■ STATED GOAL A ■
According to the post about Peter Roebuck, in which court was he sentenced?
■ STATED GOAL B ■
Reproduce the post about Peter Roebuck word for word, everything from "Archive for the" down to "anout his behaviour.".
■ STATED GOAL C ■
List every year mentioned in the post about Peter Roebuck.

■ SUPPLIED PASSAGE ■
## Start

Archive for the ‘Australia’ Category

Peter Roebuck committed suicide after accusation of sexual assault on young cricketers

November 14, 2011

Yet another case of predatory behaviour by sports people in authority over young boys. Peter Roebuck committed suicide in S. Africa by jumping out of his hotel window after being questioned by police about drugging and sexually assaulting a young boy. Many people must have known anout his behaviour.

He wrote very well and I always enjoyed his articles. But he had some dark secrets and they are not very pretty. In 2001 he was found guilty of caning 3 young S. African cricketers he was training.

Daily Telegraph Australia: In 2001, the former Somerset cricket captain was given a suspended jail sentence after admitting caning three young cricketers he had offered to coach. Roebuck, of Exmouth in Devon, pleaded guilty to three charges of common assault involving three South African teenagers between 1 April and 31 May, 1999. He had pleaded not guilty to three counts of causing actual bodily harm, which was accepted by the prosecution. Roebuck was sentenced to four months in jail for each count, with the sentences suspended for two years, at Taunton Crown Court. Judge Graham Hume Jones told Roebuck he had abused his power and influence over the boys, who were far from home and far from friends and family.

## End

Records from a point labeling set
## Start

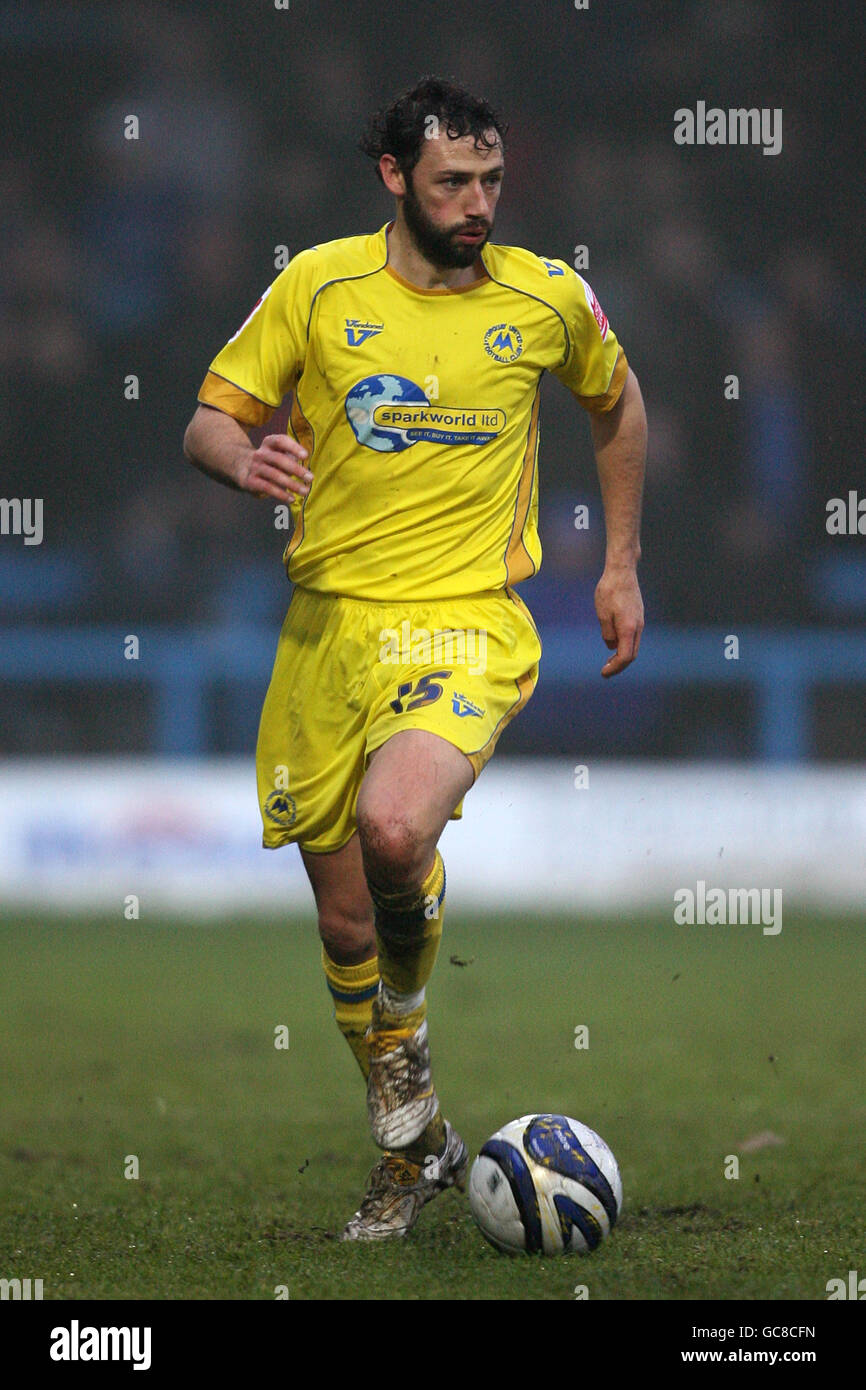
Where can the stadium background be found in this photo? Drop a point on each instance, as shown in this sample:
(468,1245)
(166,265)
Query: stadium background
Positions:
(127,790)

## End
## Start

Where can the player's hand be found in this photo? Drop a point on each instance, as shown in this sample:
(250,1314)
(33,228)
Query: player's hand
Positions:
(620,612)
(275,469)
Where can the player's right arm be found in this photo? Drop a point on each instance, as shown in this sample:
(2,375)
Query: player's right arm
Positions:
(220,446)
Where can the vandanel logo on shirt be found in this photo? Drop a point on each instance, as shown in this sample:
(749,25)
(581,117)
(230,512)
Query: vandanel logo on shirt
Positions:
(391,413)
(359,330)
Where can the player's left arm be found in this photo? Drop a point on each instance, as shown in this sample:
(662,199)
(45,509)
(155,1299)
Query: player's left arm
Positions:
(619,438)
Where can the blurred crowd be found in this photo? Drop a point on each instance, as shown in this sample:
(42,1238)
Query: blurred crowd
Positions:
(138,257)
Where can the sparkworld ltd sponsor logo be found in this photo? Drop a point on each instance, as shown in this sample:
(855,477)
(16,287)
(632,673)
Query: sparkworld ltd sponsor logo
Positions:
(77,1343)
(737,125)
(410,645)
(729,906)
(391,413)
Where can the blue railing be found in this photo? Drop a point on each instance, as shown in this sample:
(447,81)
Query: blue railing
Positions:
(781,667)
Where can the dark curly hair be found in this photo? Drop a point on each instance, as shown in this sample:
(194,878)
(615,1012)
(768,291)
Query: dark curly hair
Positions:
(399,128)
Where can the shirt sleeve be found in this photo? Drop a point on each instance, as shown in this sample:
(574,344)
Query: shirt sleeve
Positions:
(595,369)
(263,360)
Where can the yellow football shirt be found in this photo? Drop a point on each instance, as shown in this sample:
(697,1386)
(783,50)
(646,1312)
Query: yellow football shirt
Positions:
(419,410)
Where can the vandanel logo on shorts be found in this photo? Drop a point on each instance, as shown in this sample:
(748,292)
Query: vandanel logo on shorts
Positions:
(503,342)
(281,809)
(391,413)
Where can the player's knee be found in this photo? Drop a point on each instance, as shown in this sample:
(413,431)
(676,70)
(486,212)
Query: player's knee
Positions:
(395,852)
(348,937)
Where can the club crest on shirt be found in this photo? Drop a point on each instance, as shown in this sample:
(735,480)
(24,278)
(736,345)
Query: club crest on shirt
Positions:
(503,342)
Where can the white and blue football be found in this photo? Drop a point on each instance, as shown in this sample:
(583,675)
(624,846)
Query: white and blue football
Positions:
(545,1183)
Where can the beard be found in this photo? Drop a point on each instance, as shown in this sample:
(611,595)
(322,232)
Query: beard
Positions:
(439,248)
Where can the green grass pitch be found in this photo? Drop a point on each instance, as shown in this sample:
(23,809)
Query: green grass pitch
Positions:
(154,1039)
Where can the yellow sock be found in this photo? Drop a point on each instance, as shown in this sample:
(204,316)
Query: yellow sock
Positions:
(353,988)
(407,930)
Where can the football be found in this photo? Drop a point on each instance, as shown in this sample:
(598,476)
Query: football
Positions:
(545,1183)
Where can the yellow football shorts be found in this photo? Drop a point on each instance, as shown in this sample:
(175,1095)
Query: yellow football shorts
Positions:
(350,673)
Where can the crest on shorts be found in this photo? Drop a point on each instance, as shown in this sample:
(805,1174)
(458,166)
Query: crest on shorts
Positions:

## End

■ WORKED ANSWER A ■
Taunton Crown Court.

■ WORKED ANSWER B ■
Archive for the ‘Australia’ Category

Peter Roebuck committed suicide after accusation of sexual assault on young cricketers

November 14, 2011

Yet another case of predatory behaviour by sports people in authority over young boys. Peter Roebuck committed suicide in S. Africa by jumping out of his hotel window after being questioned by police about drugging and sexually assaulting a young boy. Many people must have known anout his behaviour.

■ WORKED ANSWER C ■
2011, 2001, 1999